How many lines in the entries below contain the word "instance"? Reply with the number alone.
******
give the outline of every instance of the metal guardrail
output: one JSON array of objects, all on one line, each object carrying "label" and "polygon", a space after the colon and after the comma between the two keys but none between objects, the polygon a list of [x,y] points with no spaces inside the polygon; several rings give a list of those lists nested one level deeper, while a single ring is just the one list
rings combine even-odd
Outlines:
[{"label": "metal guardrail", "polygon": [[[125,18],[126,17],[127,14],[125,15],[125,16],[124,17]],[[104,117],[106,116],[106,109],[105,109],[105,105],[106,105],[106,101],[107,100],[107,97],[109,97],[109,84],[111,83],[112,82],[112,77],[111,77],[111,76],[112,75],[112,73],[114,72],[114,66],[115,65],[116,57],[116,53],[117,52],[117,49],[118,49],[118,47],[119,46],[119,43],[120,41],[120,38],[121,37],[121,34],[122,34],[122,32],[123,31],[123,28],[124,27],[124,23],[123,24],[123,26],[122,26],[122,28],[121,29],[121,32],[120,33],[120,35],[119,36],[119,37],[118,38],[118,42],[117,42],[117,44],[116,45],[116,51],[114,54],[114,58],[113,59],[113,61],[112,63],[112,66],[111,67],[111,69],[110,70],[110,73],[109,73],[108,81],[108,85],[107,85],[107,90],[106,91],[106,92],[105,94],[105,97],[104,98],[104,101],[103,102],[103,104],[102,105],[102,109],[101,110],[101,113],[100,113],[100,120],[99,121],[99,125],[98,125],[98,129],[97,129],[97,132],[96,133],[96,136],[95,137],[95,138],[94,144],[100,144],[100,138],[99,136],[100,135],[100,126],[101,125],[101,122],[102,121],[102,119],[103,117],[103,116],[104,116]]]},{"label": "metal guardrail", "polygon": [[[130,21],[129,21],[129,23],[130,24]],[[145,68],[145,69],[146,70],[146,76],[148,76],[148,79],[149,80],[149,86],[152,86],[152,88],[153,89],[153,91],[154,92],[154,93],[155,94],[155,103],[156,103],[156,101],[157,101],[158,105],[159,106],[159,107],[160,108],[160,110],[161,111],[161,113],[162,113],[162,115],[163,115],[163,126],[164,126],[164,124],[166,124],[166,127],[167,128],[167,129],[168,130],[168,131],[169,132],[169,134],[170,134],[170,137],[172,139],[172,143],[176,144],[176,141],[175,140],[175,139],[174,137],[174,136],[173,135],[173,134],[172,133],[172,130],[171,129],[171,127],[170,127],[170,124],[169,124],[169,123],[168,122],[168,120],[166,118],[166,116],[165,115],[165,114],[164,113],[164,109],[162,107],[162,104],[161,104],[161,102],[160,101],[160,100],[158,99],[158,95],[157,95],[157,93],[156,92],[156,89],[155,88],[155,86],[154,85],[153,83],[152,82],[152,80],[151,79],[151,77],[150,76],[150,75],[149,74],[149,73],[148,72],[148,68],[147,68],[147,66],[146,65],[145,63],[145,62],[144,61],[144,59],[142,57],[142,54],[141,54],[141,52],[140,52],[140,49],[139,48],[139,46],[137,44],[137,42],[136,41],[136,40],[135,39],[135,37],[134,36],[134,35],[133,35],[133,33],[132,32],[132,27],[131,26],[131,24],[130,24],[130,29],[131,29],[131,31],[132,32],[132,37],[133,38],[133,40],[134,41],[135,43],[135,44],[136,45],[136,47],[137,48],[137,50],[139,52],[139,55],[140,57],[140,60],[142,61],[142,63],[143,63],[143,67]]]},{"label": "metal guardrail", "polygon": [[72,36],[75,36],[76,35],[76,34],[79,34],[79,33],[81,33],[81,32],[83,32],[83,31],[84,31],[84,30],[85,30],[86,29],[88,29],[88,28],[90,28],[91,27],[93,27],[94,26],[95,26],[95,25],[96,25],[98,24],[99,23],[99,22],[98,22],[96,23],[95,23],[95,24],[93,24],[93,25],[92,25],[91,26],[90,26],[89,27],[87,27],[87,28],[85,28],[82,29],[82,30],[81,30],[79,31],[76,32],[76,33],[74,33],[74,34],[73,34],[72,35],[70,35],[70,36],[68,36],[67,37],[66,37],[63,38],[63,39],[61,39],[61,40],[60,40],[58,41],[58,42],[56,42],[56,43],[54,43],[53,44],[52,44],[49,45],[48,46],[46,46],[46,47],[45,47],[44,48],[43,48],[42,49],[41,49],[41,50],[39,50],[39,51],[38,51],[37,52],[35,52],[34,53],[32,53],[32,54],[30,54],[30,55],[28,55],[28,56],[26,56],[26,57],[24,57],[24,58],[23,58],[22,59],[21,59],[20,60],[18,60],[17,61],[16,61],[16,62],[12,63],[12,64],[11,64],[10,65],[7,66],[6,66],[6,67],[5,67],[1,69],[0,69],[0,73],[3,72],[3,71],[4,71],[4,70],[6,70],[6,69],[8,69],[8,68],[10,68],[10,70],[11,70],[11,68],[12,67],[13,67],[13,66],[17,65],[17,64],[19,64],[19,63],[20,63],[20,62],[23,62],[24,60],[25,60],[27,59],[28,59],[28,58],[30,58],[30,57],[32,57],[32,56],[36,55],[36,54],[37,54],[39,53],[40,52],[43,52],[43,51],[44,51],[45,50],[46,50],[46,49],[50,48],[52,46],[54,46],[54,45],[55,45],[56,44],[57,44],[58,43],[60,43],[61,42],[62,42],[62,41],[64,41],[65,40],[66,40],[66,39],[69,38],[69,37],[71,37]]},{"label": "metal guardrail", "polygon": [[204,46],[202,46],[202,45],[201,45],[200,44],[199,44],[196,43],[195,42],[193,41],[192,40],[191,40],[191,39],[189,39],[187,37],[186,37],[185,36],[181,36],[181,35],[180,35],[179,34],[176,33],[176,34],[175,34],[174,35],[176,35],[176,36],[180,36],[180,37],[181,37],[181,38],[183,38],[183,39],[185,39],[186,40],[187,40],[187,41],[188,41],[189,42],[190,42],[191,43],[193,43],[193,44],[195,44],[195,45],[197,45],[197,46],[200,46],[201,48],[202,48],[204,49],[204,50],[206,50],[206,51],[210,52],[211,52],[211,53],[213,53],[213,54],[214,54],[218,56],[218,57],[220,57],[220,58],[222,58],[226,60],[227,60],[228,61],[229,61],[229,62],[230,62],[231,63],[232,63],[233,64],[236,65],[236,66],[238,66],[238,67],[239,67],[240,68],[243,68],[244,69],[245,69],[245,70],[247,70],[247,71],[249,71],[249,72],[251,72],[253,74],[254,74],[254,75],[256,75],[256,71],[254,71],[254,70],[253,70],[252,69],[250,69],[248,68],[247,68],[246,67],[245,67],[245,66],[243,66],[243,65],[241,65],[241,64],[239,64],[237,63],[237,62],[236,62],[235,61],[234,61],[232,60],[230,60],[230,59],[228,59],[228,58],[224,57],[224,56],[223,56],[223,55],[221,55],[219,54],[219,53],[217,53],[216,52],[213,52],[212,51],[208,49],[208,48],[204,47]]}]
******
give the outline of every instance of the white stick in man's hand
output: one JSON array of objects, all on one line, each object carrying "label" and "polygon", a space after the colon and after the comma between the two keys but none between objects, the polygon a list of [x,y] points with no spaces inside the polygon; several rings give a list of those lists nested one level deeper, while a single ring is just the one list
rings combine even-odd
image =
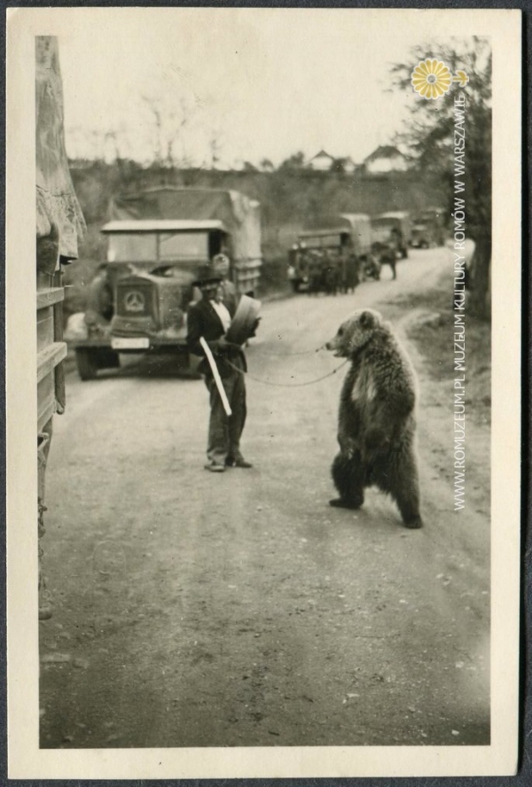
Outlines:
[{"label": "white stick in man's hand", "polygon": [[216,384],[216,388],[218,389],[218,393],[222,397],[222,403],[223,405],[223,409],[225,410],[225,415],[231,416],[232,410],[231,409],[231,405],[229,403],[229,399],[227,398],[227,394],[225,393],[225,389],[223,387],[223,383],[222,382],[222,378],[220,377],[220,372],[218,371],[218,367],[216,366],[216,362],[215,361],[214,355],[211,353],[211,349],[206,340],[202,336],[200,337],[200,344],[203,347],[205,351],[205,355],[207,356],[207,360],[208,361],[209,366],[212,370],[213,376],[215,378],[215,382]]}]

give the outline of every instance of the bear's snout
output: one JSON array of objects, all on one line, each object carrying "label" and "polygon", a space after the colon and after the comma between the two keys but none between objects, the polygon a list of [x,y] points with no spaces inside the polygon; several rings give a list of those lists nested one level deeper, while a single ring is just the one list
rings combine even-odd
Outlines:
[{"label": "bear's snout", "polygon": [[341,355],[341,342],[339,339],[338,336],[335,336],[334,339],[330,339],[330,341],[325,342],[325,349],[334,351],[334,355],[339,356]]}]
******
• Reply to the exercise:
3